* Goal:
Copy out, word for word, the stretch of the records below from the line containing "Reviewer note: every instance of the glass" through the last line of the records.

* Information shown:

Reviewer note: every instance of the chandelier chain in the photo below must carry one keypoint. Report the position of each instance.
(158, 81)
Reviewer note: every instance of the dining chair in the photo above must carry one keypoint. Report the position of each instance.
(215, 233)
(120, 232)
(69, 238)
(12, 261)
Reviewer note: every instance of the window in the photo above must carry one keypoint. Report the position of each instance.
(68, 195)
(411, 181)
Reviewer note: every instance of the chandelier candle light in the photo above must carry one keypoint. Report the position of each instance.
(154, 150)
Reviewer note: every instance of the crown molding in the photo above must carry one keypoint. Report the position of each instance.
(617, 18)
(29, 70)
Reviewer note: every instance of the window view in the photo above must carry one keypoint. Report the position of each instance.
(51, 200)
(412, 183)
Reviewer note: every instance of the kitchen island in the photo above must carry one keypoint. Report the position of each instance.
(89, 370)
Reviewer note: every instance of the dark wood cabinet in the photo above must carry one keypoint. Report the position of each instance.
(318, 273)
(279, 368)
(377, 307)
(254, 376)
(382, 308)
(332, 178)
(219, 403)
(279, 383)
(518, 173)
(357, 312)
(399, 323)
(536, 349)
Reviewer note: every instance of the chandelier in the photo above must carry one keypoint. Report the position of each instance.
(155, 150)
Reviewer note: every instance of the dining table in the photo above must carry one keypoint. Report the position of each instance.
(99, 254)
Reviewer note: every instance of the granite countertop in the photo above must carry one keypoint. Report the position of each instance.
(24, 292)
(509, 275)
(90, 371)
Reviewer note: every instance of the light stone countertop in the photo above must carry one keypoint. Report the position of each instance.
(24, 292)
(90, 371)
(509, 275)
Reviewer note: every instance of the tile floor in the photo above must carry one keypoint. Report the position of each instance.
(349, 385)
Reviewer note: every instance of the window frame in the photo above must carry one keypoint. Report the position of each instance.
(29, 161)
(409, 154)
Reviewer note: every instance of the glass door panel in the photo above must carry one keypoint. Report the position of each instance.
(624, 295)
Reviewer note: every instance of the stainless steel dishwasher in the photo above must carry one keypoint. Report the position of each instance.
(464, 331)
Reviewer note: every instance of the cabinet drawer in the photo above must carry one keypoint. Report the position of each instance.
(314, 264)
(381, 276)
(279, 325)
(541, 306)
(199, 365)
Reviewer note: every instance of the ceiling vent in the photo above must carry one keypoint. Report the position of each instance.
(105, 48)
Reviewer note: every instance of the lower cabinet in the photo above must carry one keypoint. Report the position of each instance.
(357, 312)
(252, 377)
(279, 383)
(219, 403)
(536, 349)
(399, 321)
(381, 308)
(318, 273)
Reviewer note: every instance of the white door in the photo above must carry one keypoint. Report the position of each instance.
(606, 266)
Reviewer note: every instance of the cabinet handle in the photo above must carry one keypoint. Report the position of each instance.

* Solved problem:
Reviewer note: every instance of the glass door panel in the photo above must carry one keypoint. Report the position of each instance.
(624, 295)
Reviewer note: every instance of the stainless steel dishwasher in the photo above must carry one keypoint. Report the position of each instance.
(464, 331)
Reviewer note: every instance of the cabinet drawer in the photo above must carry one keypoint. Report the position of each instance.
(314, 264)
(381, 276)
(279, 325)
(541, 306)
(199, 365)
Reviewer note: every instance of the ceiling vent in the photo above must carry one keypoint. Report the position of each instance.
(105, 48)
Reviewer note: every instance of the lower cabinet in the photo above must carry one keypoint. Report the position of each instance.
(357, 312)
(252, 377)
(279, 383)
(219, 403)
(536, 349)
(399, 321)
(381, 308)
(318, 273)
Reviewer note: every instance of the white door in the photo above must carry one keypoint. Report the position of each instance.
(606, 266)
Reviewer note: every instance of the cabinet handle in the photo above must carry one keypoint. Report the position of each instance.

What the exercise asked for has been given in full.